What to work on:
Shift every pixel coordinate in the answers by 138, and reproduce everything from the line containing "Each instance of the wheat" down through the end of the records, requests included, with both ends counted.

[Entries from a point annotation set]
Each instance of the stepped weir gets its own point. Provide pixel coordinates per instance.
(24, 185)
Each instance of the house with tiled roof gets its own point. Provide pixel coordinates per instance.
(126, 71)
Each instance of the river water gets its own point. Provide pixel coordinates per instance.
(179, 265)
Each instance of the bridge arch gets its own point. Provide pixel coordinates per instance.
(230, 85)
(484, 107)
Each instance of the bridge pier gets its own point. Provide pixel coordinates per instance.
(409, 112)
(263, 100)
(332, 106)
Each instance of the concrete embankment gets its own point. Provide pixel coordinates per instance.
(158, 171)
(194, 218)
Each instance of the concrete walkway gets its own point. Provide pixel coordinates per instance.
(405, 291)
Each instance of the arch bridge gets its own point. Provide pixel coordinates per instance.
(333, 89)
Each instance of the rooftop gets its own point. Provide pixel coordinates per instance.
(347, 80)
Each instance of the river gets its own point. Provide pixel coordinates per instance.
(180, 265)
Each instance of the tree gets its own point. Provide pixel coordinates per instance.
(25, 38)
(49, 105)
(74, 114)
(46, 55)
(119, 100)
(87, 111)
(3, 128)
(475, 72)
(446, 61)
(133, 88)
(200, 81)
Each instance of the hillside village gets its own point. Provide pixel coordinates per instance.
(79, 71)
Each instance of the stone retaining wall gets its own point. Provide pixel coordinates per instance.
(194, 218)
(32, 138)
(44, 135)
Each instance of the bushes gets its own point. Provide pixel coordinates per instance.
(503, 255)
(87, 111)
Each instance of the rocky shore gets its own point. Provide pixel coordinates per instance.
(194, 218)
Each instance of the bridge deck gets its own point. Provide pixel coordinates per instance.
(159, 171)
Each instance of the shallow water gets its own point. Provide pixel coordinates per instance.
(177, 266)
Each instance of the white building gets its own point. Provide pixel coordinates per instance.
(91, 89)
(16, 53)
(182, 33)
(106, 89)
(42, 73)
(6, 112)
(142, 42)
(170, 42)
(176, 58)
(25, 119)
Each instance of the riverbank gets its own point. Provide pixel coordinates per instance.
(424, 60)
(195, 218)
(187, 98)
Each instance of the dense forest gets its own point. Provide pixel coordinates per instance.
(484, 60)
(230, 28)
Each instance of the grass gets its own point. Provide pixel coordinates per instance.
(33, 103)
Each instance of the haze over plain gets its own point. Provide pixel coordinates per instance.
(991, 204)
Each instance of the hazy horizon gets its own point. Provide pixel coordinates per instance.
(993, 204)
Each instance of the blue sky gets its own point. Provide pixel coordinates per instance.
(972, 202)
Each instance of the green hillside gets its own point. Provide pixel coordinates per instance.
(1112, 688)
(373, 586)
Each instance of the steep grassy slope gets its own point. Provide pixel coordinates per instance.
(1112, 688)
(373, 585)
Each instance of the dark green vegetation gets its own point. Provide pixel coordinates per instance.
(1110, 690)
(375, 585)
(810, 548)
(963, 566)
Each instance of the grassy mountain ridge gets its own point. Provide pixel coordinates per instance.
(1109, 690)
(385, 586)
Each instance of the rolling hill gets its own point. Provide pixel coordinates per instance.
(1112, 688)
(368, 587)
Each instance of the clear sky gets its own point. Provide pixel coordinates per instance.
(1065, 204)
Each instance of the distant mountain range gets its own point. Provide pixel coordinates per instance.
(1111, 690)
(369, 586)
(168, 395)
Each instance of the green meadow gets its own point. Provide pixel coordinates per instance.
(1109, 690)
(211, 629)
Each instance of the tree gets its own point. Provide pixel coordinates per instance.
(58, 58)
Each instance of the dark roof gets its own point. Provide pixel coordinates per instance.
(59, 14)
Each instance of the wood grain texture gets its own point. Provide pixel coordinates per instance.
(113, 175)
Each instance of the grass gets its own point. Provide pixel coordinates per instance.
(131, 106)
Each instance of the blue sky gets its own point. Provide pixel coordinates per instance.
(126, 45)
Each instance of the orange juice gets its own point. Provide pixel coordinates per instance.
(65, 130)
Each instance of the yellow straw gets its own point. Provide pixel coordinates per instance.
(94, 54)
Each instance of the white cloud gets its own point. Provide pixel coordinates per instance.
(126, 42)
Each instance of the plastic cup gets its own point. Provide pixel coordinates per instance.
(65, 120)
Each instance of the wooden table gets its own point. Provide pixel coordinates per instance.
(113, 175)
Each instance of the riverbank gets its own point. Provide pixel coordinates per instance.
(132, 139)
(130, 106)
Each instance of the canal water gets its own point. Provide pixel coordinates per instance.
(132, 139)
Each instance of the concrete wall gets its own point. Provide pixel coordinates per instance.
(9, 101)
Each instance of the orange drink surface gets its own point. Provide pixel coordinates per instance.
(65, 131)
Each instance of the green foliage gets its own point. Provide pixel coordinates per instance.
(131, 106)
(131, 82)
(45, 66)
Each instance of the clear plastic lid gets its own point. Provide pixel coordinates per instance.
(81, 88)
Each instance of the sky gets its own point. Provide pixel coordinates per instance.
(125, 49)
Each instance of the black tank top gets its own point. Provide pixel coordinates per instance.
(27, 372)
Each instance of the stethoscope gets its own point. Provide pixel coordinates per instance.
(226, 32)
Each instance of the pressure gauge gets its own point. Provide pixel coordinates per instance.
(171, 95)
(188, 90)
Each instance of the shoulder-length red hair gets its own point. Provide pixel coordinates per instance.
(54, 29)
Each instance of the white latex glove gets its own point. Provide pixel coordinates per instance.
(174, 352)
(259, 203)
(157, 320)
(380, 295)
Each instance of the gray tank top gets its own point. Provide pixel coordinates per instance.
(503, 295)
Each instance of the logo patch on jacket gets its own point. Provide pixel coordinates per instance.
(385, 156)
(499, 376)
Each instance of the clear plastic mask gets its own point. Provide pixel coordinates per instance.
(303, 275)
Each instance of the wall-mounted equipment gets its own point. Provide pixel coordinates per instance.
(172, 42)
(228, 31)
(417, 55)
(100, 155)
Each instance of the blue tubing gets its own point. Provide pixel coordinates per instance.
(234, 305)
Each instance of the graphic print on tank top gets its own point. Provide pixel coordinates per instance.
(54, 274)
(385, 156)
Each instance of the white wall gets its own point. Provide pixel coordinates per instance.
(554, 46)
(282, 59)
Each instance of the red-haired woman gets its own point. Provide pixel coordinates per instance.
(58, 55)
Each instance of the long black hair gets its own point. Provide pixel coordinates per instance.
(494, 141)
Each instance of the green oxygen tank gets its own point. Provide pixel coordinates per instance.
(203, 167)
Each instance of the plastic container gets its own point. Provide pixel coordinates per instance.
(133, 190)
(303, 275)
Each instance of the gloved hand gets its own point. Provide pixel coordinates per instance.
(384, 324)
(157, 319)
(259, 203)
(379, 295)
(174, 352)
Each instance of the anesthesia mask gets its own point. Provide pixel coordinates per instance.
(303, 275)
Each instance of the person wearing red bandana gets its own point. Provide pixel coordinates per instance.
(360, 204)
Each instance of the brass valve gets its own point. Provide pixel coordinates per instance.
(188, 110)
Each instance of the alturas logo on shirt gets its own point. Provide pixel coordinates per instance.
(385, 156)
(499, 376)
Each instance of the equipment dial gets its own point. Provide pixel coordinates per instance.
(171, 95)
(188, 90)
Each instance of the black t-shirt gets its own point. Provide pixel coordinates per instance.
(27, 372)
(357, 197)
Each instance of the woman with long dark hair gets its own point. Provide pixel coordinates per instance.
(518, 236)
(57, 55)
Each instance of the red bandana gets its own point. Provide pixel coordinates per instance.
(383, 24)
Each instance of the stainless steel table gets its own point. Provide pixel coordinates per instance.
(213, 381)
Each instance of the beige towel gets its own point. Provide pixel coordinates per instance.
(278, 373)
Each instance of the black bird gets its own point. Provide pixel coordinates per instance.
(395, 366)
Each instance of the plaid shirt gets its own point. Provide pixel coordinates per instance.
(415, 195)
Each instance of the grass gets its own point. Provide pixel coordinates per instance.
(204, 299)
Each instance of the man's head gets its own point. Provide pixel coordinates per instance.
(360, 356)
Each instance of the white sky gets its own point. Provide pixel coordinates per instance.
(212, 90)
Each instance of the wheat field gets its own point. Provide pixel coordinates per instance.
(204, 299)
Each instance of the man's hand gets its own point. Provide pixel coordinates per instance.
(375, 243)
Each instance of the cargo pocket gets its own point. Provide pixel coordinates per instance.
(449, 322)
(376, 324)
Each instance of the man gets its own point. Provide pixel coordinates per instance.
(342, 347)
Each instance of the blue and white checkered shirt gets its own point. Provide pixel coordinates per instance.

Output for this task:
Each instance of the wheat field gets its own point. Provide pixel coordinates per instance.
(342, 437)
Each instance of the man's hand gets its own point. Provide pixel coordinates per instance.
(513, 381)
Each instance of the cargo pocket gets its own point. Provide pixel coordinates per instance.
(587, 460)
(514, 462)
Each instance of the man gets its own point. Provide pixel coordinates per instance.
(480, 485)
Each instance of the blue and white checkered shirt gets its own point. Provide pixel coordinates per instance.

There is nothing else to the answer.